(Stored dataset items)

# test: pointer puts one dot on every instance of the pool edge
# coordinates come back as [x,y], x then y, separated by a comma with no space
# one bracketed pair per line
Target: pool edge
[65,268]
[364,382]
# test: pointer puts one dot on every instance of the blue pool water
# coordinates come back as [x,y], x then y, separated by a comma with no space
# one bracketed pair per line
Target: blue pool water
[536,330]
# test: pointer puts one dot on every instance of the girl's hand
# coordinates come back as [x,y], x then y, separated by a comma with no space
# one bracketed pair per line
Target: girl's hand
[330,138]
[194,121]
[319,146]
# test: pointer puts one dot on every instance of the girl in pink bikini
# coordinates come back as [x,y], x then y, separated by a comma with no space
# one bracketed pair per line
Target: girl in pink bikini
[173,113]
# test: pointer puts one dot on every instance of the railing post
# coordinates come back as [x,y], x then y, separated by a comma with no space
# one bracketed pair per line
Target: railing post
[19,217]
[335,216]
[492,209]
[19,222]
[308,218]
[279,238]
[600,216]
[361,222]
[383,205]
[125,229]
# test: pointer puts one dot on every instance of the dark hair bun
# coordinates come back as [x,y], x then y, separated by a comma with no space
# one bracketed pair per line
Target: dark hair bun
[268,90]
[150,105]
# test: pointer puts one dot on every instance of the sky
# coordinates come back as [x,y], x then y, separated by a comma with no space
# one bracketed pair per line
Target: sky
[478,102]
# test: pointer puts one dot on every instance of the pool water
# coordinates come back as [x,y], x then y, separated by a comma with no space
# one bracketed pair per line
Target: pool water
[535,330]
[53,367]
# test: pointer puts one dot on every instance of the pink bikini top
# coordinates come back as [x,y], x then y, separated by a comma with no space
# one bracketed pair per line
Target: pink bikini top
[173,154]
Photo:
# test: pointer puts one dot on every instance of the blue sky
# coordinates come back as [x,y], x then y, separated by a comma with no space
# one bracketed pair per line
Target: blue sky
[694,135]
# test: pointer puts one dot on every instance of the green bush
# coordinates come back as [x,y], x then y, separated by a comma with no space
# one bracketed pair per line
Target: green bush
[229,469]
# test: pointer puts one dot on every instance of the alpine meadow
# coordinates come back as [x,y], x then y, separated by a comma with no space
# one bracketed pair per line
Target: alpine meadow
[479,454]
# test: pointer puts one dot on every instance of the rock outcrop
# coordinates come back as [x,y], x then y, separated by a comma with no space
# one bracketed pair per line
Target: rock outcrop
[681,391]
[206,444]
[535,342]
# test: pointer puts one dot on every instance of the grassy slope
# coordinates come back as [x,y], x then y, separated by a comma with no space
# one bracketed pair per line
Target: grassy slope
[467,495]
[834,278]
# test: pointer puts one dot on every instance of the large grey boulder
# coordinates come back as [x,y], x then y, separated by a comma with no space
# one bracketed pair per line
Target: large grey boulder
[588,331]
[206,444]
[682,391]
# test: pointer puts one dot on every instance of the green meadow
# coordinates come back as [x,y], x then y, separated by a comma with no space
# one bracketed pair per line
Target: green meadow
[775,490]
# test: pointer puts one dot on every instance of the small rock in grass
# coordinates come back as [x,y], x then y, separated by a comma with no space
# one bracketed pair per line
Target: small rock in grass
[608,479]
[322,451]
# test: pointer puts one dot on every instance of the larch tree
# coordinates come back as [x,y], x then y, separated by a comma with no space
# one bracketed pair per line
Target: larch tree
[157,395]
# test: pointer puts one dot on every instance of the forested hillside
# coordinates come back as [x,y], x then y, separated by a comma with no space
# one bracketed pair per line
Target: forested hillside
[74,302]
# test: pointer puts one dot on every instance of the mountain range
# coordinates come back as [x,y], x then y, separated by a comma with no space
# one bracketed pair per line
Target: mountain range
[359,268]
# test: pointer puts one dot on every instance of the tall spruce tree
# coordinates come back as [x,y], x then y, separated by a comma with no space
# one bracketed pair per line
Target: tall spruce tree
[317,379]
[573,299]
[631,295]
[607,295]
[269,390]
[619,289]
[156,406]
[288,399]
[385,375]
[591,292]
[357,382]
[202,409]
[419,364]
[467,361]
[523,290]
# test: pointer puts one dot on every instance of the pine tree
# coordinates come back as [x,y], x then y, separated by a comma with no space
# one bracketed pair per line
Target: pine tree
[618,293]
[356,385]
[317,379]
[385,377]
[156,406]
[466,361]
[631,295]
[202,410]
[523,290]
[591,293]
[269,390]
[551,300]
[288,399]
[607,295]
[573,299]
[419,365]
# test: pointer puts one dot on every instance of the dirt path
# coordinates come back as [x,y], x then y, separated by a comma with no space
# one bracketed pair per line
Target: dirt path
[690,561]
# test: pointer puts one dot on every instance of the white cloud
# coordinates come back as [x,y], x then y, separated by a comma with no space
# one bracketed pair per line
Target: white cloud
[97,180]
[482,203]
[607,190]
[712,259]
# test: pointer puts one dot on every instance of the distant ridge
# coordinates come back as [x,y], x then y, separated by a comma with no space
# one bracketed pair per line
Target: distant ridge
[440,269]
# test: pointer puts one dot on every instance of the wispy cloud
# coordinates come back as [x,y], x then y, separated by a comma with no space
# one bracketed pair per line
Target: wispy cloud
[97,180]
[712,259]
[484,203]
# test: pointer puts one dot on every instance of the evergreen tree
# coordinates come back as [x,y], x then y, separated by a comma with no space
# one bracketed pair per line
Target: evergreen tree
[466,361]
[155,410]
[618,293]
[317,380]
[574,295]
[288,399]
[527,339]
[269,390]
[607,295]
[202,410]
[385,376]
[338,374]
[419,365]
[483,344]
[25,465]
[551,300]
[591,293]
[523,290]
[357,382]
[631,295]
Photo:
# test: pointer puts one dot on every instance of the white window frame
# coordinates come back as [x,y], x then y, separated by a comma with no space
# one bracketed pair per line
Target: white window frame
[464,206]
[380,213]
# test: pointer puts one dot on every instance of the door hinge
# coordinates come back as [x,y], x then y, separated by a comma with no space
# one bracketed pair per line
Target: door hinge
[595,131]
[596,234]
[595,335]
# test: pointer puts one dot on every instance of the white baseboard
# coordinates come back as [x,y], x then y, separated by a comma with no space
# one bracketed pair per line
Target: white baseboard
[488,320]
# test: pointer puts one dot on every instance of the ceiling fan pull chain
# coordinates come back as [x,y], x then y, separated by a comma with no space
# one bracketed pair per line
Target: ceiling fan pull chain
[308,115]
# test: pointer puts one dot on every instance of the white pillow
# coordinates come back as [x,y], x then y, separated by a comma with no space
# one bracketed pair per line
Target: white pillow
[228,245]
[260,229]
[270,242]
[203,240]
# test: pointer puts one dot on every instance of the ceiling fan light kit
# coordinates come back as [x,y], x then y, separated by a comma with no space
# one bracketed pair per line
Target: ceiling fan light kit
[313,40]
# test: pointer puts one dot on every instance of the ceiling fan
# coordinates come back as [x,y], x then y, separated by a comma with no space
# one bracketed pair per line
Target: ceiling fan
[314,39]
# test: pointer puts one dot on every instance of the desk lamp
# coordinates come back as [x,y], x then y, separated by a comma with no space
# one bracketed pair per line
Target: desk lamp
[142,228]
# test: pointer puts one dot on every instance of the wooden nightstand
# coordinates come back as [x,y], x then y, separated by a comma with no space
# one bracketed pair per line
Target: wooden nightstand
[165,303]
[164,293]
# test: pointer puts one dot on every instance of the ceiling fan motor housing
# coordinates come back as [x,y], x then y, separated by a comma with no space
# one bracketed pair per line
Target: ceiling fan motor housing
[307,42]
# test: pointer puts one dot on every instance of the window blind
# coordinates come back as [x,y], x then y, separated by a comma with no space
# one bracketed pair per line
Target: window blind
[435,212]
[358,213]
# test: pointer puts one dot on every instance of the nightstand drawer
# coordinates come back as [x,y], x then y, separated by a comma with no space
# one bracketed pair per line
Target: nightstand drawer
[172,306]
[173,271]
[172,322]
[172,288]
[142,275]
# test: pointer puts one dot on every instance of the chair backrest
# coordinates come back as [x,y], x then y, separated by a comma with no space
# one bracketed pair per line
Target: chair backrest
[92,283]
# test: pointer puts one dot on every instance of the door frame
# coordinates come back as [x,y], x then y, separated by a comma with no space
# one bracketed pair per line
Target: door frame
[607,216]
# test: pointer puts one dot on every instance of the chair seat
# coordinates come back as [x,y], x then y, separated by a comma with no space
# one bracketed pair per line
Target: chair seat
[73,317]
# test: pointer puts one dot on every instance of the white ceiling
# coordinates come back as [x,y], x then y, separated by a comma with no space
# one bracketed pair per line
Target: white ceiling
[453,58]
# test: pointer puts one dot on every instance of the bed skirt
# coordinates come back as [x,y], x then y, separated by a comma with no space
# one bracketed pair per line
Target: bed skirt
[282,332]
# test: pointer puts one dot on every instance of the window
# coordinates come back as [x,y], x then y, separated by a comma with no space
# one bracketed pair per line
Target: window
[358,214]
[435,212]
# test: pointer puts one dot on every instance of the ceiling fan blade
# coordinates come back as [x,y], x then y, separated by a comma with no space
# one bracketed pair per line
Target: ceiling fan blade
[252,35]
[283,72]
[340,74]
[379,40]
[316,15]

What this task involves: Restate word for word the lines of the data above, starting at the line containing "Target: desk lamp" and ending at the line containing "the chair seat", both included, and nothing more.

Answer to the exercise:
Target: desk lamp
[142,228]
# test: pointer puts one dot on every instance of the wooden nightstand
# coordinates come back as [x,y], x then y, separated by a comma with no space
# one bracketed pair per line
Target: wooden nightstand
[165,303]
[164,293]
# test: pointer puts one dot on every instance of the ceiling fan motor housing
# coordinates come back as [x,y], x then y, separated by a comma with no space
# one bracketed pair per line
Target: ceiling fan motor housing
[307,42]
# test: pointer puts one dot on every instance of the window blind
# coordinates come back as [x,y], x then y, separated by a comma with no space
# one bracketed pair per line
Target: window blind
[435,212]
[358,213]
# test: pointer puts one dot on every instance of the nightstand drawer
# coordinates come back as [x,y], x then y, separated by a comma with no space
# one bracketed pair per line
Target: nightstand drawer
[172,306]
[173,271]
[172,322]
[172,288]
[142,275]
# test: pointer puts one dot on every instance of the chair backrest
# coordinates come back as [x,y], x then y, separated by a comma with no space
# one bracketed pair per line
Target: chair backrest
[92,283]
# test: pointer puts one dot on every instance of the door frame
# coordinates come back as [x,y], x then y, separated by a comma with no space
# one bracketed pair per line
Target: door frame
[607,216]
# test: pointer puts one dot on every instance of the chair seat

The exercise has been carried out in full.